* WRITTEN EXERCISE 1
Summarize the article on taming lightning in two sentences.
* WRITTEN EXERCISE 2
For each statement below, say yes or no to whether it agrees with the article on taming lightning, and quote the words of the article that decide it.
(a) The research team is based in Sydney.
(b) Lightning is generated when frozen raindrops collide in a storm cloud.
(c) The researchers have already guided lightning during real bushfires.
* WRITTEN EXERCISE 3
Pick up the article on taming lightning after its final sentence and write the next paragraph.

FILE - Flames burn trees at a wildfire near Bodalla, Australia, Jan. 12, 2020.
FILE - Flames burn trees at a wildfire near Bodalla, Australia, Jan. 12, 2020.

Australian scientists are developing an ambitious plan to try to tame lightning to ease the threat of bushfires. Many of last summer's devastating blazes were caused by lightning strikes. An international team of researchers in Canberra is testing a laser beam to try to control where the lighting hits.

Scientists in Canberra are trying to tame the lightning bolts responsible for many Australian bushfires. The scientists believe the bolts’ path and direction could be controlled by small, portable laser pointers.

Lightning is generated when frozen raindrops collide in a storm cloud, creating an electric charge. Researchers have shown that thunderclouds could be "short-circuited" by using a laser to heat tiny particles in the air to trigger a lightning strike.

In the laboratory, they have successfully used an energy beam to guide a burst of electricity to a designated target.

Professor Andrey Miroshnichenko of the University of New South Wales in Canberra is a co-author of the study.

Region annotation entries
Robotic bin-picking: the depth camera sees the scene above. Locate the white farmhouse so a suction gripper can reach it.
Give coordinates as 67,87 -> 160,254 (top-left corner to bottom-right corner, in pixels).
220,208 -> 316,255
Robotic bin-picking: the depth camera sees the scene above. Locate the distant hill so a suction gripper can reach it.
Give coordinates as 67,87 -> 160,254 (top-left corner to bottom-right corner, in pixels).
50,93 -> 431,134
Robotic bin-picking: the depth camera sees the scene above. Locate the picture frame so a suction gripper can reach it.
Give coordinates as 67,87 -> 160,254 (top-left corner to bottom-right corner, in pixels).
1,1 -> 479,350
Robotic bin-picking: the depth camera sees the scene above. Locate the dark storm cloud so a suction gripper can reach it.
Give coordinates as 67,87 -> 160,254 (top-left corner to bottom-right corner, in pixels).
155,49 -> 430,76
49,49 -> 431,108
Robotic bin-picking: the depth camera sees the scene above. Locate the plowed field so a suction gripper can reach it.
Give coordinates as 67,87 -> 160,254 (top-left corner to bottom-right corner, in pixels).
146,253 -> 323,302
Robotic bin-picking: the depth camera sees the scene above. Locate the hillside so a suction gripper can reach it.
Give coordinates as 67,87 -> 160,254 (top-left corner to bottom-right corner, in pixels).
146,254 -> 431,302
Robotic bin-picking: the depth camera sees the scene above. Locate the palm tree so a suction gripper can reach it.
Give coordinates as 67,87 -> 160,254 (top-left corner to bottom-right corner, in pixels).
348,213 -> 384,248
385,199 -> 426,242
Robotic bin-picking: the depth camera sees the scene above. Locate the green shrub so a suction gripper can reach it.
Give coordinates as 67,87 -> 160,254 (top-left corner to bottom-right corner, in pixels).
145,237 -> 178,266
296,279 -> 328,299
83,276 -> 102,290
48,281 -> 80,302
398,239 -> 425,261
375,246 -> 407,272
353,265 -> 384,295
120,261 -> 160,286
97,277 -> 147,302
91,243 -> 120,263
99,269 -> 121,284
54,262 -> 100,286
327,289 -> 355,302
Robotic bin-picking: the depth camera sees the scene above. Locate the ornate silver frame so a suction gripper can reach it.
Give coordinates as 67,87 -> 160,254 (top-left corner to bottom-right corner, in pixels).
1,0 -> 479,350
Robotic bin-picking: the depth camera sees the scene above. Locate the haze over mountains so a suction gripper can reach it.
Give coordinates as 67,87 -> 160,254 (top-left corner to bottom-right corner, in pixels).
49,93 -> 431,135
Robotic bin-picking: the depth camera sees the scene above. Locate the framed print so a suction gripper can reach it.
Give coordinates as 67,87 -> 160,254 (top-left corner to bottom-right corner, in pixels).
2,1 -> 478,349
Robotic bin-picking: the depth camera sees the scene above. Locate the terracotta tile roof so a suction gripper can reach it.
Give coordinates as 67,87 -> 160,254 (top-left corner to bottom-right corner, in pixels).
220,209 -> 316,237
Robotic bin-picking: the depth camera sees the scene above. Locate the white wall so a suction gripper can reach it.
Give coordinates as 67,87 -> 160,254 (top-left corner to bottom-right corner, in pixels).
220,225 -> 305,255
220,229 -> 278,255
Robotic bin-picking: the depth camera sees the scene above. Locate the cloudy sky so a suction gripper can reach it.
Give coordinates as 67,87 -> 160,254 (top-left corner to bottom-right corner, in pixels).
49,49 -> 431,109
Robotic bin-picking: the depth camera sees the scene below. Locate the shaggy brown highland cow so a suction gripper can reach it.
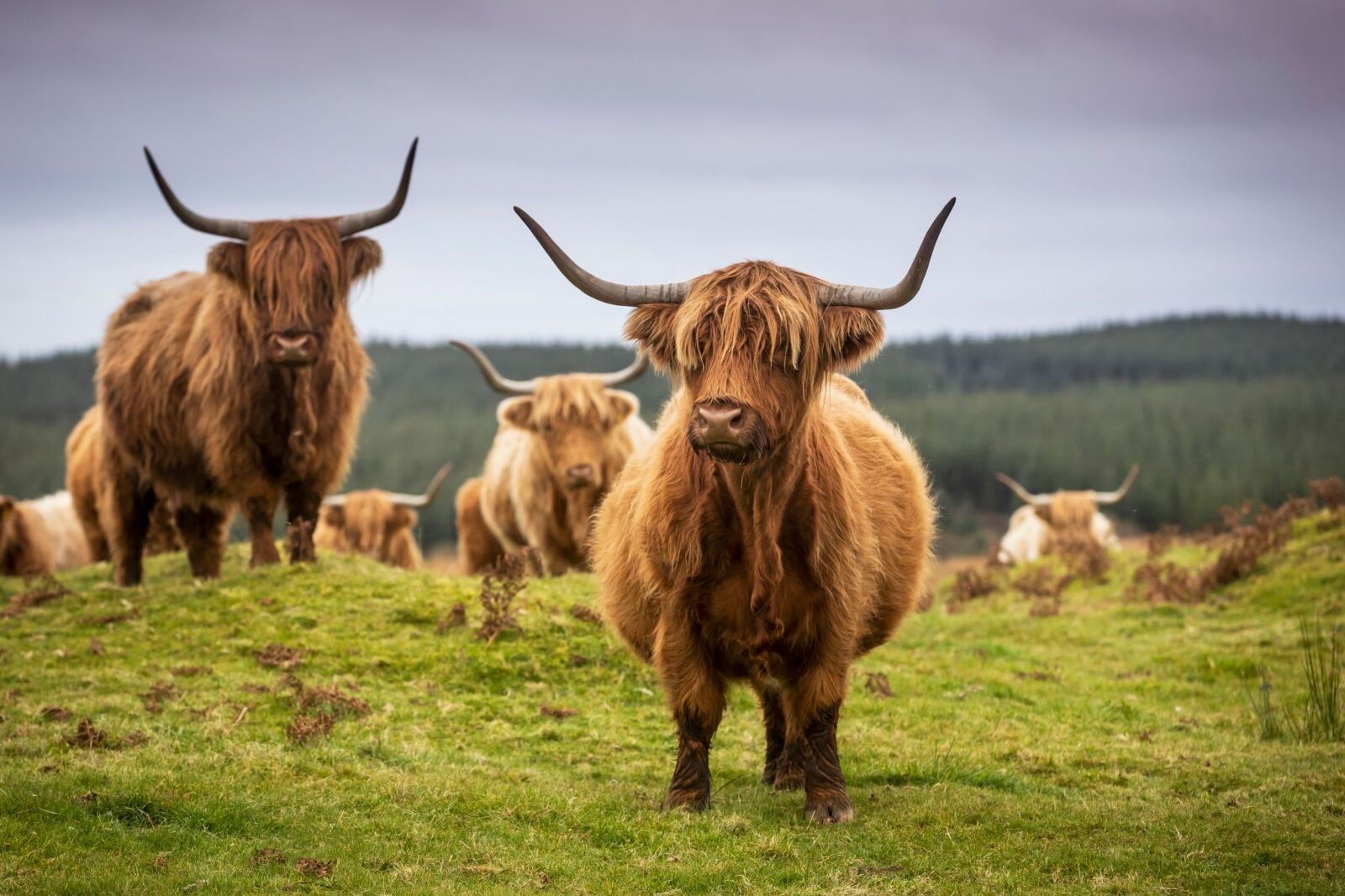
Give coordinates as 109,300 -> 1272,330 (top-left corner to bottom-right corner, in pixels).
520,202 -> 952,824
97,143 -> 415,585
314,464 -> 453,569
0,491 -> 90,577
66,405 -> 182,562
995,464 -> 1139,564
453,342 -> 652,576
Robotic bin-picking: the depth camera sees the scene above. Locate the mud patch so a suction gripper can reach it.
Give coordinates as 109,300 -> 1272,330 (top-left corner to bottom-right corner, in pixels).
570,604 -> 603,625
79,607 -> 140,625
538,704 -> 580,719
253,645 -> 308,670
168,666 -> 215,678
285,712 -> 336,744
863,672 -> 892,699
435,601 -> 467,635
249,846 -> 285,867
65,719 -> 150,750
140,681 -> 182,713
294,858 -> 336,878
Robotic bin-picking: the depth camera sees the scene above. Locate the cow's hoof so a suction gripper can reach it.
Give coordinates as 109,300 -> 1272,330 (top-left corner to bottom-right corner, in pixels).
803,793 -> 854,825
663,790 -> 710,813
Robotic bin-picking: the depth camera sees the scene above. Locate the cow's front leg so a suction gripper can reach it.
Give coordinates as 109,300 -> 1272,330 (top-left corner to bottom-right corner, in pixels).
244,495 -> 280,569
285,483 -> 323,564
755,683 -> 803,790
173,504 -> 229,578
654,623 -> 724,811
784,668 -> 854,825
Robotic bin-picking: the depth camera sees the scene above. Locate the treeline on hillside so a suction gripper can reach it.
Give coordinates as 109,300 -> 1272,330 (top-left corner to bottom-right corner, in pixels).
0,316 -> 1345,544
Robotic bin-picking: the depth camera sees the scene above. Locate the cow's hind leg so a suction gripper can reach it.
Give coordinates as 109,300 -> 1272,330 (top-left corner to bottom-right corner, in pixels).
654,625 -> 725,811
753,683 -> 803,790
783,668 -> 854,825
285,483 -> 323,564
173,504 -> 227,578
103,471 -> 155,587
244,495 -> 280,569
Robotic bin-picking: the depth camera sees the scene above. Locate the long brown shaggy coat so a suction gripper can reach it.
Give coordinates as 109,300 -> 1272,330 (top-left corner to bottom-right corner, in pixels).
97,219 -> 382,584
594,262 -> 935,822
459,374 -> 652,576
0,491 -> 90,577
314,488 -> 422,569
66,405 -> 182,562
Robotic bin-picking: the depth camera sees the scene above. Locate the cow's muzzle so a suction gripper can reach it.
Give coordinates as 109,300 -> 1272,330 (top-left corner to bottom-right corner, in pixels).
266,329 -> 321,367
688,398 -> 767,464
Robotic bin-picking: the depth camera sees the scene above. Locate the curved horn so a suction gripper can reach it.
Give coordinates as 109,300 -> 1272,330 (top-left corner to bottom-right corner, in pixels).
995,473 -> 1051,506
336,137 -> 419,238
818,197 -> 957,311
514,206 -> 691,308
597,351 -> 650,389
144,146 -> 251,241
449,339 -> 536,396
388,463 -> 453,509
1094,464 -> 1139,504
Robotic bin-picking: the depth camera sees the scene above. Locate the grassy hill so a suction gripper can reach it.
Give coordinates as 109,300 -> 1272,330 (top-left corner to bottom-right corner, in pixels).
0,505 -> 1345,893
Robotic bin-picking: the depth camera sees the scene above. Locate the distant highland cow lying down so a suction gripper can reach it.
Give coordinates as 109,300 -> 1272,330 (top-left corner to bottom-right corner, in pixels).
0,491 -> 90,576
453,342 -> 652,576
314,464 -> 453,569
995,464 -> 1139,564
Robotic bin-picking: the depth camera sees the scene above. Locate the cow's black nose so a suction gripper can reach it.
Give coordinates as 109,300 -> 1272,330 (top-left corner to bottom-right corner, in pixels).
695,401 -> 746,444
565,464 -> 593,486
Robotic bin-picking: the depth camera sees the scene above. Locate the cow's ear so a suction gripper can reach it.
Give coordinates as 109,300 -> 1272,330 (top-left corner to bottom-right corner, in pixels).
495,396 -> 533,430
625,305 -> 678,372
340,237 -> 383,282
607,389 -> 641,426
206,242 -> 247,283
822,307 -> 883,372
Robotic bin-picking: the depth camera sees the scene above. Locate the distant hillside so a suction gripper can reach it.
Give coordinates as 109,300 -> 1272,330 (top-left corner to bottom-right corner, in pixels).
0,315 -> 1345,542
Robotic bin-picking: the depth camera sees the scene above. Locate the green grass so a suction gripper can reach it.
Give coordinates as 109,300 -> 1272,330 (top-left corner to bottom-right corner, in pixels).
0,519 -> 1345,893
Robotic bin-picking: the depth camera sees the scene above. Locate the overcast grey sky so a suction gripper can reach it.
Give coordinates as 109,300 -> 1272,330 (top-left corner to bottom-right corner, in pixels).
0,0 -> 1345,356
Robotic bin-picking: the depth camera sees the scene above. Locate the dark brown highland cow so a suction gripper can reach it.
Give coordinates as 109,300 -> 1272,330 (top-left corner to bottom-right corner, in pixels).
97,143 -> 415,585
508,202 -> 952,824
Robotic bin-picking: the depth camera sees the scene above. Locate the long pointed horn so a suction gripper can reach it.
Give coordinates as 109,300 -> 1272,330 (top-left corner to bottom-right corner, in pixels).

* FINAL RESULT 1
Scientists in Canberra are working to control lightning, which caused many of last summer's devastating Australian bushfires, by using laser beams to steer where it strikes. They have shown that a laser heating tiny particles in the air could trigger a strike, and in the laboratory they have guided a burst of electricity to a designated target.

* FINAL RESULT 2
(a) No: "An international team of researchers in Canberra"
(b) Yes: "Lightning is generated when frozen raindrops collide in a storm cloud, creating an electric charge."
(c) No: "In the laboratory, they have successfully used an energy beam to guide a burst of electricity to a designated target."

* FINAL RESULT 3
“The reason for our research was to find the condition where we can control and induce lightning where we want it and when we want it,” Miroshnichenko said. “We anticipate that it should be quite effective and low-cost. We need to perform large-scale experiments out there.”

Those trials are expected to start soon. The research has been published in the journal Nature Communications. It was a collaboration that involved the University of New South Wales in Canberra, Texas A&M University in Qatar and the University of California in Los Angeles.

The largest bushfire ever recorded in Australia was caused by lighting last October. The Gospers Mountain blaze burned for 79 days and scorched more than a million hectares near Sydney’s suburban fringe.